Extract to read:

* * *

- Born: July 19, 1941 Chicago, Illinois, U.S.
- Died: August 23, 2020 (aged 79) Berkeley, California, U.S.
- Spouse: Manjari Agrawal ​(m. 1969)​

Academic background
- Alma mater: University of California, Los Angeles
- Thesis: Aspects of the control and production of speech (1969)
- Doctoral advisor: Peter Ladefoged

Academic work
- Discipline: Linguistics
- Sub-discipline: Phonology
- Institutions: University of California, Berkeley
- Doctoral students: John Kingston

= John Ohala =

American linguist specializing in phonetics (1941–2020)

John Jerome Ohala (July 19, 1941 – August 22, 2020) was a linguist specializing in phonetics and phonology. He was a Professor Emeritus in linguistics at the University of California, Berkeley.

== Early life and education ==
Ohala was born on July 19, 1941 in Chicago, Illinois. As a teenager, he worked numerous odd jobs, including as a gardener, babysitter, and short-order cook.

He received his BA in English from Notre Dame in 1963, before going on to get his MA in Linguistics from University of California, Los Angeles (UCLA) in 1966.

==Career==
Ohala received his PhD in linguistics in 1969 from the University of California, Los Angeles (UCLA); his graduate advisor was Peter Ladefoged. He did a post-doctoral fellowship at Tokyo University for one year on the larynx before joining the faculty at University of California, Berkeley.

* * *

Records shown:

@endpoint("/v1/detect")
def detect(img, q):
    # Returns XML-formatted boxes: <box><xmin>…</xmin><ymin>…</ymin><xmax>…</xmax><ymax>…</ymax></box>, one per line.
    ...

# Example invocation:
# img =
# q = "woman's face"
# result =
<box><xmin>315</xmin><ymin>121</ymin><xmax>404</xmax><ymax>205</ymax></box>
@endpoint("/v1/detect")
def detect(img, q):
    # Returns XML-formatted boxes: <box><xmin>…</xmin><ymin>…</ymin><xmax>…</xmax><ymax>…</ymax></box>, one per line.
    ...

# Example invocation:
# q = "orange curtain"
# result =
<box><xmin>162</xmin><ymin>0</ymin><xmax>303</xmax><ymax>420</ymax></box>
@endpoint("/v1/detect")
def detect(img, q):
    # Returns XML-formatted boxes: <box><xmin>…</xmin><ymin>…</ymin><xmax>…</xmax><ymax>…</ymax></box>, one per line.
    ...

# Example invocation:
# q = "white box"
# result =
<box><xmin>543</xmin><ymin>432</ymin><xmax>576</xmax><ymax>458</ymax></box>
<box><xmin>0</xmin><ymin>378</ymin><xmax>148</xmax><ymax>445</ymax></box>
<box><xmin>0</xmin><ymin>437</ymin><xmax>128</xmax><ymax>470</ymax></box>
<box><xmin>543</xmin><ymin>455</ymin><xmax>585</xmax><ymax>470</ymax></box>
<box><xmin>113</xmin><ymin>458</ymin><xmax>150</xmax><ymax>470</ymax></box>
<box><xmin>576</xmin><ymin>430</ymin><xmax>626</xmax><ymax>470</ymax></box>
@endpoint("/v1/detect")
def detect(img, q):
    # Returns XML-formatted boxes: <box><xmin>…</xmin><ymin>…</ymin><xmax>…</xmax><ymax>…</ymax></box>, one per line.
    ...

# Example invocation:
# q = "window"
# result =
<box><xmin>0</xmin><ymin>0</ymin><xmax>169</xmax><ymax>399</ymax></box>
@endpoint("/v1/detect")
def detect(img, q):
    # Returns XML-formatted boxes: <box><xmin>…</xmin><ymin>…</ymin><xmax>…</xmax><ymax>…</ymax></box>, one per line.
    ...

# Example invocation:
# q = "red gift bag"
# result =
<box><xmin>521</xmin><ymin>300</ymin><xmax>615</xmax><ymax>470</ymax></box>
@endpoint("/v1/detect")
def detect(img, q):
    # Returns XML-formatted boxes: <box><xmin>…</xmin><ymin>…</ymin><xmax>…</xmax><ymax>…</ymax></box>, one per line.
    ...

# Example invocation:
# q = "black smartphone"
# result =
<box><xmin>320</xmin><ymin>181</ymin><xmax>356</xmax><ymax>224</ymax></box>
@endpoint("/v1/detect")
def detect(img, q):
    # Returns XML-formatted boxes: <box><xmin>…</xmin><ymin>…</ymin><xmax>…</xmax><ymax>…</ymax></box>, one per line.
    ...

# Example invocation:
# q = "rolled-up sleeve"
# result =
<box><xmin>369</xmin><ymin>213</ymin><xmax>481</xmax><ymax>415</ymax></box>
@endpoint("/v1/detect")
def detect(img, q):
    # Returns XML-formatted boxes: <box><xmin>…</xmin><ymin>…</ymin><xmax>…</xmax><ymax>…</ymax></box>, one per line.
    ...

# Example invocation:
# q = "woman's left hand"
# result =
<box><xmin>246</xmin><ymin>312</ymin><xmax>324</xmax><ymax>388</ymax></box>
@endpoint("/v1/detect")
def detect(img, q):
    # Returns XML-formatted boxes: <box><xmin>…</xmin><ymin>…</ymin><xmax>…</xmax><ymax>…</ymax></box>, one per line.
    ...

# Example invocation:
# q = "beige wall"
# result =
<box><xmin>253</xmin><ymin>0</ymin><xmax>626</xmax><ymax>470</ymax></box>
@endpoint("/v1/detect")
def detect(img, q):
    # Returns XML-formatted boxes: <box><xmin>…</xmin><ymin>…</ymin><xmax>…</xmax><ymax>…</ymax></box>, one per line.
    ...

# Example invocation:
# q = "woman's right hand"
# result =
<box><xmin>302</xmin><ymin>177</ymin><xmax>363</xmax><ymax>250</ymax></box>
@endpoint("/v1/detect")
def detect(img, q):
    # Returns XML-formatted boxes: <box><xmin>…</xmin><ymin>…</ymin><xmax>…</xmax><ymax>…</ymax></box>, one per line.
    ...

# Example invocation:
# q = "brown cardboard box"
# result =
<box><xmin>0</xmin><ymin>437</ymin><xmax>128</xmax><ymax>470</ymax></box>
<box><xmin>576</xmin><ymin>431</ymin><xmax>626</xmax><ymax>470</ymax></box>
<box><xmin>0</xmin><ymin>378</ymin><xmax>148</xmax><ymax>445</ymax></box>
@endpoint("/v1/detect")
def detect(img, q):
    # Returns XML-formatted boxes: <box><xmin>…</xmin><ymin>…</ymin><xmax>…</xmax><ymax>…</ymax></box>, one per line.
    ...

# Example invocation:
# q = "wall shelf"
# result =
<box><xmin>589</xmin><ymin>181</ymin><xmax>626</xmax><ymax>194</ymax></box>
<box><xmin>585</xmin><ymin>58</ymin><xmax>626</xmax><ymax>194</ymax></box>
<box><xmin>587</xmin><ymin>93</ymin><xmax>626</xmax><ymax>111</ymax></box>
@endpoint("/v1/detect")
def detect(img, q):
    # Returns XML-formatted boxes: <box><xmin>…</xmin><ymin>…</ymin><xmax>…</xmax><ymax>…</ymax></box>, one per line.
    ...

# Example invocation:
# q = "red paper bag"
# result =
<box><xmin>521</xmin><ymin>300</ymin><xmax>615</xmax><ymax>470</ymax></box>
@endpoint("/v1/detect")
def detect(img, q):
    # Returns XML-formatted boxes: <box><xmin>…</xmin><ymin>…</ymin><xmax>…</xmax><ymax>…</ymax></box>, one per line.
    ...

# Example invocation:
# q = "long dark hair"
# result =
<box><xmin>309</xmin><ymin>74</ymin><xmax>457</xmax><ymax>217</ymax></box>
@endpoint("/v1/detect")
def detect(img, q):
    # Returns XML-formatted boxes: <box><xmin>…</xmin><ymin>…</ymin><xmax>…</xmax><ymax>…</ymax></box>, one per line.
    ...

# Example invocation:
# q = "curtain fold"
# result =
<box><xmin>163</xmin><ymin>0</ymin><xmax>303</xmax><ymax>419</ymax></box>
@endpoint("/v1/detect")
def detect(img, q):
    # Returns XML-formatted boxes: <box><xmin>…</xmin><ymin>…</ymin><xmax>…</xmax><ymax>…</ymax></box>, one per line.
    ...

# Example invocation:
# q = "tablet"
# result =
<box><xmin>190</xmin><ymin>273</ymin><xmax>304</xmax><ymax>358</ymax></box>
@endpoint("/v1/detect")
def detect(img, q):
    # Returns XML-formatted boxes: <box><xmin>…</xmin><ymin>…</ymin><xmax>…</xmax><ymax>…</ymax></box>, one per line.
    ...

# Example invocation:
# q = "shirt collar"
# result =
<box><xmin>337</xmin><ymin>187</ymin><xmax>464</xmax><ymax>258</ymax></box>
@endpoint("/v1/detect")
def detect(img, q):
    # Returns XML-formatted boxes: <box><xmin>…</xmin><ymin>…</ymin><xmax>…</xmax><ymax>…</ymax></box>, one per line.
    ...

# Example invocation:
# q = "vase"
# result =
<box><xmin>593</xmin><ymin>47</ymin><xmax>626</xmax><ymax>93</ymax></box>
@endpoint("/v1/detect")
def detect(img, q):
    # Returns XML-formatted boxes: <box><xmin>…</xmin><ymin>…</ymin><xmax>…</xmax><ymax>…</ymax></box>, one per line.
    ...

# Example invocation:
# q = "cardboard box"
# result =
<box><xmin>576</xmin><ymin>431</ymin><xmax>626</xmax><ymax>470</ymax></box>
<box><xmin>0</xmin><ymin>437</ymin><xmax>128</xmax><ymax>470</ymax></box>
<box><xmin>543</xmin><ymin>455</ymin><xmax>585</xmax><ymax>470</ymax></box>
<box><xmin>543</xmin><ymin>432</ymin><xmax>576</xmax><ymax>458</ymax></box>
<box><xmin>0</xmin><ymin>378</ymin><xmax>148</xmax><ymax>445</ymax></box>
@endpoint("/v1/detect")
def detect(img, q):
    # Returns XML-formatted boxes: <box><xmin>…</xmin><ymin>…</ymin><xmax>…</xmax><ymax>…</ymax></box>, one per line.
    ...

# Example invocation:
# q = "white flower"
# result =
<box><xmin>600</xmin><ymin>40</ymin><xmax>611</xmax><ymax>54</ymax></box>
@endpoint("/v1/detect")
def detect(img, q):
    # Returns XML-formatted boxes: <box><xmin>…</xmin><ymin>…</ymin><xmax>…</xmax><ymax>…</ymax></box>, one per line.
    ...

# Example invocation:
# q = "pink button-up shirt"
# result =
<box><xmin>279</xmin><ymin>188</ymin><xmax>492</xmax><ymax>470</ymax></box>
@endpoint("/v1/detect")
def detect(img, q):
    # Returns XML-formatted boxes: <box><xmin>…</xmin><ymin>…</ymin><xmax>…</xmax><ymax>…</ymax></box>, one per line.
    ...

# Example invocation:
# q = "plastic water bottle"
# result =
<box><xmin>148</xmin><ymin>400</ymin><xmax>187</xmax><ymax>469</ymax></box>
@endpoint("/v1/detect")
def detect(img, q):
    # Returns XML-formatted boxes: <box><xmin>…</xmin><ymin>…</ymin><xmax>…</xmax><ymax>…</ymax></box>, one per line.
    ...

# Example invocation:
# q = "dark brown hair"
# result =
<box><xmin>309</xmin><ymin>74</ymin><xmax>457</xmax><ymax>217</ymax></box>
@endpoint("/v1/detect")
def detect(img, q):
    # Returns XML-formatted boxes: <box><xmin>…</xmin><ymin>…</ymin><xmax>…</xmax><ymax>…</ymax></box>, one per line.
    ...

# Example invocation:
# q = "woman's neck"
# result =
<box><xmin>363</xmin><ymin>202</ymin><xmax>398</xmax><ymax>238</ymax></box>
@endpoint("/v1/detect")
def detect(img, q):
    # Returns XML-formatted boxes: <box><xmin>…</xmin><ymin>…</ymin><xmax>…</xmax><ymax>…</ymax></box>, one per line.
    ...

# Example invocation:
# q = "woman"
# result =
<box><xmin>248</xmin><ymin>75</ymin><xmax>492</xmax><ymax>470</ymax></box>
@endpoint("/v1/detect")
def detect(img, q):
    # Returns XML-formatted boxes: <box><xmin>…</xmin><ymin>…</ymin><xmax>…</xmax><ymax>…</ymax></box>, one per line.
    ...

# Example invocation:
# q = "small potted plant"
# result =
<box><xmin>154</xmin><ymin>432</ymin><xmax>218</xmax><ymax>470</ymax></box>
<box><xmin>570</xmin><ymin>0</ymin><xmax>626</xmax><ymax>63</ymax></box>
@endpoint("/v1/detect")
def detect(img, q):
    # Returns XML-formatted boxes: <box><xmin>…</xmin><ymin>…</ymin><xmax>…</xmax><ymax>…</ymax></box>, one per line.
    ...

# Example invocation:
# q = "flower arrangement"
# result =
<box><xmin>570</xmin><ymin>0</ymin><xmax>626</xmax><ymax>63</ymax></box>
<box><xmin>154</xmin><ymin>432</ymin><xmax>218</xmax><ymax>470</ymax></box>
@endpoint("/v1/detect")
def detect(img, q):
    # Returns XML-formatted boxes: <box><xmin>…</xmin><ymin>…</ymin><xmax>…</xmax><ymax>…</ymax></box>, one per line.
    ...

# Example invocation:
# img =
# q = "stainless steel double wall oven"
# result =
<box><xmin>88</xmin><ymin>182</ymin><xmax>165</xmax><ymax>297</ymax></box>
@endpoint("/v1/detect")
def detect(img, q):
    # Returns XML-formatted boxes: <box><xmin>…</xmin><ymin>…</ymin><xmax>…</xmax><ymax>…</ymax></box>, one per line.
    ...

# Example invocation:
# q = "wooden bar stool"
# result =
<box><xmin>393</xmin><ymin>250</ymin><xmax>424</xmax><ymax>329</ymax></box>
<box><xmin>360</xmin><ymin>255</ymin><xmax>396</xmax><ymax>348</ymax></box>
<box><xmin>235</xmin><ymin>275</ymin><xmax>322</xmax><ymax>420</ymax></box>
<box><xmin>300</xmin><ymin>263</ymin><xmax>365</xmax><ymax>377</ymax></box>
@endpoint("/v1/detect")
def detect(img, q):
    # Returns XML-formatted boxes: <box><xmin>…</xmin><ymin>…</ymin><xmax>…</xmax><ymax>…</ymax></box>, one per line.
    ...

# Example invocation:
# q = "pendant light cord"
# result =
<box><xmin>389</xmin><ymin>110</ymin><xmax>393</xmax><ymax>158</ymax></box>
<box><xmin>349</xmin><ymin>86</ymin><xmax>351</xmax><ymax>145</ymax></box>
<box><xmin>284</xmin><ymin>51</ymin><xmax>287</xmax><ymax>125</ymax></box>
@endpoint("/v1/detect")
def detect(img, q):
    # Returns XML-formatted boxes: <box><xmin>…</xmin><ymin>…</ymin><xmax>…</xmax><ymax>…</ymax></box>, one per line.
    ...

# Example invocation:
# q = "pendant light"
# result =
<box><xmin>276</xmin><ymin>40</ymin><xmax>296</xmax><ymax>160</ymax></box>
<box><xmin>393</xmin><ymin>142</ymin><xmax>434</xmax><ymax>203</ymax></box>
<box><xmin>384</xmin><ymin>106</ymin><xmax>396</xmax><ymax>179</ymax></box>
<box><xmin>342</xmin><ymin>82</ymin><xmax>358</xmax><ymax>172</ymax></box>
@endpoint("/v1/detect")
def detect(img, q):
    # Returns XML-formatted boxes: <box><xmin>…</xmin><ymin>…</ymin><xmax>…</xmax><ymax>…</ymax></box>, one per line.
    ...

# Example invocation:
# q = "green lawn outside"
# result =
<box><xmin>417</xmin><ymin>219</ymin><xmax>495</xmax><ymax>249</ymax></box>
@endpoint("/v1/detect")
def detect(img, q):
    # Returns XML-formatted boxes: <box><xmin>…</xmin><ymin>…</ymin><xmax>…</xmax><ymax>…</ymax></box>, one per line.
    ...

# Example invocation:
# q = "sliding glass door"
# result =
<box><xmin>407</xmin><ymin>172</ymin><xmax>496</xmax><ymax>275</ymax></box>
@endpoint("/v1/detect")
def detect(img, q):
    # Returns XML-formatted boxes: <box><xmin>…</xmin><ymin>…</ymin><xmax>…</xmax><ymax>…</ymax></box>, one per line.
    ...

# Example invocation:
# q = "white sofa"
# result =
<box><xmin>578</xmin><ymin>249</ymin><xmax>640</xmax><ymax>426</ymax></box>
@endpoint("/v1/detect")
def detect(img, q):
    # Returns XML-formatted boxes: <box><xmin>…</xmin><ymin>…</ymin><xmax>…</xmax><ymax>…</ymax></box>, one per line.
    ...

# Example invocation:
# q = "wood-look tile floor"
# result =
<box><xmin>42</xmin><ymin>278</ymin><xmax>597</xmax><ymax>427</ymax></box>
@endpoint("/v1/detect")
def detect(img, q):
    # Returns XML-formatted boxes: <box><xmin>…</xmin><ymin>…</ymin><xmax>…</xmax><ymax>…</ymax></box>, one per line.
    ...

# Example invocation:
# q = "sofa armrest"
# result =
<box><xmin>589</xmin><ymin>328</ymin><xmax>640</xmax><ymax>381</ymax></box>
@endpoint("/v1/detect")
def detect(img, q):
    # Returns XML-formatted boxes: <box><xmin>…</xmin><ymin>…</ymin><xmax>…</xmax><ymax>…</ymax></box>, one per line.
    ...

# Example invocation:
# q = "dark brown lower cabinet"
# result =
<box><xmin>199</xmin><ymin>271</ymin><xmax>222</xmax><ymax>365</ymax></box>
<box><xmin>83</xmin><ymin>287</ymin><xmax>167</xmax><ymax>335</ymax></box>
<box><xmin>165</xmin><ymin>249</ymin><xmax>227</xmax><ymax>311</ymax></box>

* * *

Problem requirements:
Pick up the article on linguist John Ohala after its final sentence and keep writing it.

Answer to this exercise:
At UC Berkeley, Ohala founded the Phonology Laboratory. In 1991, Ohala organized the first International Conference on Spoken Language Processing in Banff, Alberta.

From 1995 to 1999, Ohala was president of the International Phonetic Association.

He is best known for his insistence that many aspects of languages' phonologies (a.k.a. "sound patterns") derive from physical and physiological constraints which are independent of language and thus have no place in the "grammar" of a language, i.e. what speakers have to learn inductively from exposure to the speech community into which they are born.

He also proposed that ethological principles influence certain aspects of languages' prosodic patterns, sound symbolism, and facial expressions, such as lip and brow movements.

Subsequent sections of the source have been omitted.